◆ VERFÜGBARE DATEN
'''

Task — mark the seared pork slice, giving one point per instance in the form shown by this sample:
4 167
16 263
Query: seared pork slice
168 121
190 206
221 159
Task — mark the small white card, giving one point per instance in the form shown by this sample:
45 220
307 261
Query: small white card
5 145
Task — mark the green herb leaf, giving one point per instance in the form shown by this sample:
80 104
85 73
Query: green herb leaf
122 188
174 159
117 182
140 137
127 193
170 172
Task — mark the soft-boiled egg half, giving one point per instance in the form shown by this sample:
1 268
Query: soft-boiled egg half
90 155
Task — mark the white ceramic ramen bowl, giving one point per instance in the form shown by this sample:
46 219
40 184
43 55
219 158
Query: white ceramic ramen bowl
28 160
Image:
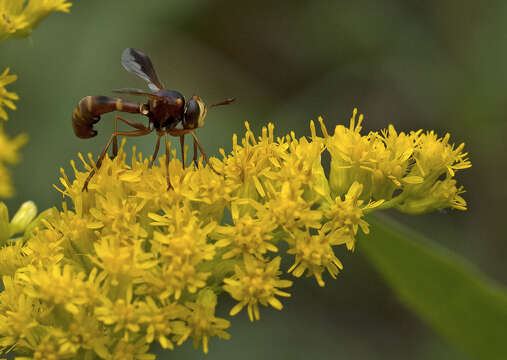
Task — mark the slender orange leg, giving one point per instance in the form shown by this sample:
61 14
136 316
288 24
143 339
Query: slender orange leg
195 153
167 159
139 132
115 141
155 152
182 144
203 152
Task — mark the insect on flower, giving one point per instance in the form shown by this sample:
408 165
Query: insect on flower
165 110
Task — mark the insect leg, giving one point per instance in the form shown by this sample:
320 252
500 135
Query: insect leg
167 159
155 153
182 144
104 152
195 153
202 152
115 141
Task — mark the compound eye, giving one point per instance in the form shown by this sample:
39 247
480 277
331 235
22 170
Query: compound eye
192 114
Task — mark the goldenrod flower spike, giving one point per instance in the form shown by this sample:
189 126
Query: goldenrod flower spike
140 264
6 97
19 17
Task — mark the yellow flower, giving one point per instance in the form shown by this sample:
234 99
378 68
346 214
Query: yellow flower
143 264
18 17
344 217
315 254
202 322
6 97
254 283
248 236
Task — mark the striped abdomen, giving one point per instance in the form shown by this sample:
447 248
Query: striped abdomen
88 111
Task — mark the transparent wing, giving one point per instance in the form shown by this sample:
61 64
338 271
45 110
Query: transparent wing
139 63
132 91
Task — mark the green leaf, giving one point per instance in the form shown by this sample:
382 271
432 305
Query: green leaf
443 289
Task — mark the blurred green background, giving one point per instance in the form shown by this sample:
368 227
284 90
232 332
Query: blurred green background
415 64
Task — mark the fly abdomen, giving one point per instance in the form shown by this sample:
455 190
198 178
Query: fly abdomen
88 111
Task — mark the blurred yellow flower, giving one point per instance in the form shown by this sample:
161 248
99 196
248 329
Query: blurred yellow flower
6 97
143 264
19 17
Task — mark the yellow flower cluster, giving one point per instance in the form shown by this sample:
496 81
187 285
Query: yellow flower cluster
19 17
131 262
8 147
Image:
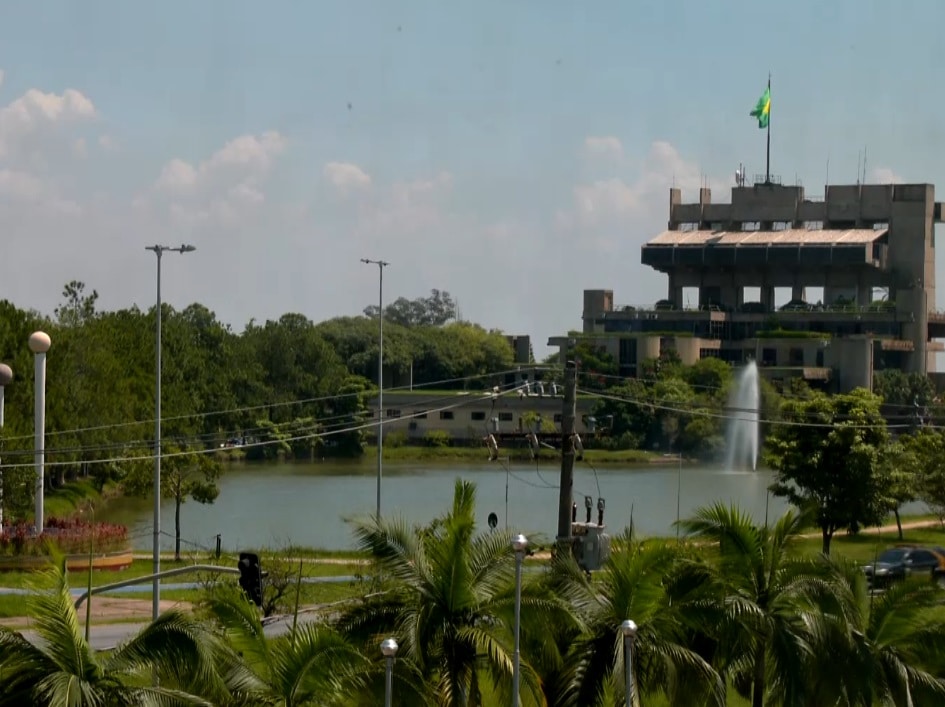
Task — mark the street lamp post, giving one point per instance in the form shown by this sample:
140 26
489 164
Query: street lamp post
380 375
39 344
389 649
159 250
6 376
519 545
629 630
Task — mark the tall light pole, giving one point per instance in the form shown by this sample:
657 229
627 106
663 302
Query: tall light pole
389 649
39 344
159 250
6 376
380 376
629 630
519 545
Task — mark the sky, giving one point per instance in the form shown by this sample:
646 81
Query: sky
512 154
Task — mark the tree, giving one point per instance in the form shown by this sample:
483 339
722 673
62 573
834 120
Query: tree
78 307
312 665
645 580
451 600
185 473
889 652
436 310
899 468
598 368
826 455
63 669
773 602
927 448
628 412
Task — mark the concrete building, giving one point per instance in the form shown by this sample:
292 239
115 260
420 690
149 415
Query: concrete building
469 416
868 250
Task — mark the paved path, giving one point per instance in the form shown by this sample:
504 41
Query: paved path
109 609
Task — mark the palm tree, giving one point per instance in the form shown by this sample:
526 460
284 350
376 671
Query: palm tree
450 605
312 665
777 604
61 668
652 584
893 652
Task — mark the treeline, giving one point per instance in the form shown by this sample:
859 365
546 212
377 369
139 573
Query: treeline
291 383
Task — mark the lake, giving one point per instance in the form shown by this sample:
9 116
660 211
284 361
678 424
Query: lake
273 505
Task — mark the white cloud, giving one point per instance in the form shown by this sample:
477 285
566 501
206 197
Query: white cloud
107 143
23 121
884 175
19 185
606 146
346 176
609 214
407 209
177 175
242 160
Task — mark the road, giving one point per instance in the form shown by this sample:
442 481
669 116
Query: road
146 588
107 636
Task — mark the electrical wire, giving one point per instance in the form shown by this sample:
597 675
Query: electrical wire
710 388
467 400
701 412
311 423
267 406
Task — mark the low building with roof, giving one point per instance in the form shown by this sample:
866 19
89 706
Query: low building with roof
868 250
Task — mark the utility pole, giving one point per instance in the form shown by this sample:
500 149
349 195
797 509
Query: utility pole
568 415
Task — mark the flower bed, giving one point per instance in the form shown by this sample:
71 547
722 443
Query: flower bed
69 536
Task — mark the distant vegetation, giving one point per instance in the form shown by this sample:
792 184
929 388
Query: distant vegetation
294 388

'''

Schreiben Sie sämtliche Datensätze oben neu und setzen Sie dabei „braised pork slice“ an die Stelle von „seared pork slice“, ohne sonst etwas zu verändern. Die Bilder lassen Sie in Ihrer Antwort weg.

Task — mark the braised pork slice, giving one point per instance in the form shown by this sample:
4 167
16 263
Query: braised pork slice
168 121
190 206
221 159
Task — mark the small white card, giving one point per instance in the form shown by this sample:
45 220
307 261
Query: small white card
5 145
Task — mark the green herb leaf, giving one point per instance in the form shown by this sample:
80 104
85 73
Query: green herb leaf
122 188
174 159
117 182
140 137
127 193
170 172
Task — mark the soft-boiled egg half, giving one point per instance in the form shown by this sample:
1 268
Query: soft-boiled egg half
90 155
Task — mark the white ceramic ramen bowl, giving one point per instance in the form shown by this sample:
46 219
40 184
43 55
219 158
Query: white ceramic ramen bowl
28 160
Image:
Task — mark the slender orange leg, giving one point per instance in the form shown by this sample:
61 14
136 316
288 24
143 339
Query: slender orange leg
195 153
167 159
139 132
115 141
155 152
182 144
203 152
Task — mark the insect on flower, giving one point per instance in the form shown by this sample:
408 165
Query: insect on flower
165 110
Task — mark the insect leg, giving one point per instance in the form shown by this sample:
320 252
500 135
Query: insect leg
167 159
155 153
182 144
104 152
195 153
202 152
115 141
Task — mark the compound eye, giving one point per instance in the form shown by this sample:
39 247
480 277
331 235
22 170
Query: compound eye
192 114
Task — mark the goldenrod flower spike, giving one point per instance in the form shown by this sample:
189 126
Query: goldenrod flower spike
140 264
6 97
19 17
Task — mark the yellow flower, giving one point per instance in the form shown by this sample:
234 99
378 68
346 214
Query: yellow flower
143 264
18 17
344 217
315 254
202 322
6 97
254 283
248 236
Task — mark the striped abdomen, giving one point per instance in the form shown by this sample:
447 248
Query: striped abdomen
88 111
Task — mark the transparent wing, giving one point per instance in the form shown by this sample:
61 64
338 271
45 110
Query: transparent wing
139 63
132 91
Task — mark the green leaf, giving one point per instance in the form shown by this sample:
382 271
432 305
Query: green leaf
443 289
Task — mark the blurred green background, giving one point per instance in the form shown by this sample:
368 227
284 90
232 332
Query: blurred green background
415 64
Task — mark the fly abdomen, giving one point per instance in the form shown by this sample:
455 190
198 178
Query: fly abdomen
88 111
Task — mark the blurred yellow flower, giving one point per instance in the form shown by this sample:
161 248
99 196
248 329
Query: blurred yellow flower
6 97
143 264
19 17
Task — mark the yellow flower cluster, giving one point per instance in the form shown by this sample:
496 81
187 285
Query: yellow flower cluster
19 17
131 262
8 147
Image:
Task — mark the street lamp post, giving one point per instance in the form shown by this sample:
140 26
489 164
Query: street lamp post
380 375
39 344
389 649
159 250
6 376
519 545
629 630
Task — mark the tall light pole, giving one point per instance in the form shown by this sample:
657 229
627 106
663 302
Query: tall light pole
389 649
39 344
159 250
6 376
380 376
629 630
519 545
Task — mark the sky, giving one point per instance in the form shown by this sample:
646 81
Query: sky
512 154
Task — mark the tree, giving one point per instance in the form shown by this sample:
483 339
722 673
62 573
834 120
Query: tree
78 307
312 665
645 580
451 600
185 473
889 652
436 310
899 468
598 368
826 455
63 669
773 602
927 448
628 412
Task — mark the concrete building, giving one point per instance in the form shown by this sample:
292 239
115 260
420 690
149 415
Query: concrete building
469 416
868 250
Task — mark the paved path, giving one point per instance in the form shown by this sample:
504 41
Query: paved path
109 609
Task — mark the palm tree, giving one point per instance in the form shown by this sample:
526 460
284 350
376 671
Query: palm tree
450 605
312 665
777 604
61 668
652 584
893 652
Task — mark the treeline, giving one point per instance in the form shown by this sample:
859 365
546 212
377 369
139 573
Query: treeline
291 383
Task — mark the lake, giving one point per instance in the form shown by this sample:
9 116
660 211
284 361
678 424
Query: lake
273 505
Task — mark the white cloud, giving one point per instance in the form shown by this sample:
477 285
566 501
206 197
Query: white cloud
107 143
23 121
884 175
19 185
606 146
346 176
609 214
407 209
177 175
242 160
Task — mark the road, giving one point per instance in the form shown by this sample:
442 481
669 116
Query: road
146 588
107 636
Task — mark the electrical wire, giving one point per instance in the form shown by this sample:
597 675
Query: electrical wire
710 388
467 400
701 412
311 423
267 406
Task — mark the low building with roof, giving one point per instance in the form shown by this sample:
866 19
89 706
Query: low building with roof
868 250
Task — mark the utility pole, giving one point per instance in the form shown by this sample:
500 149
349 195
797 509
Query: utility pole
568 415
Task — mark the flower bed, giving one point per instance in the form shown by this sample:
71 547
722 443
Query: flower bed
69 536
Task — mark the distant vegetation, giving one point per instance in the form shown by this sample:
792 184
929 388
Query: distant vegetation
294 388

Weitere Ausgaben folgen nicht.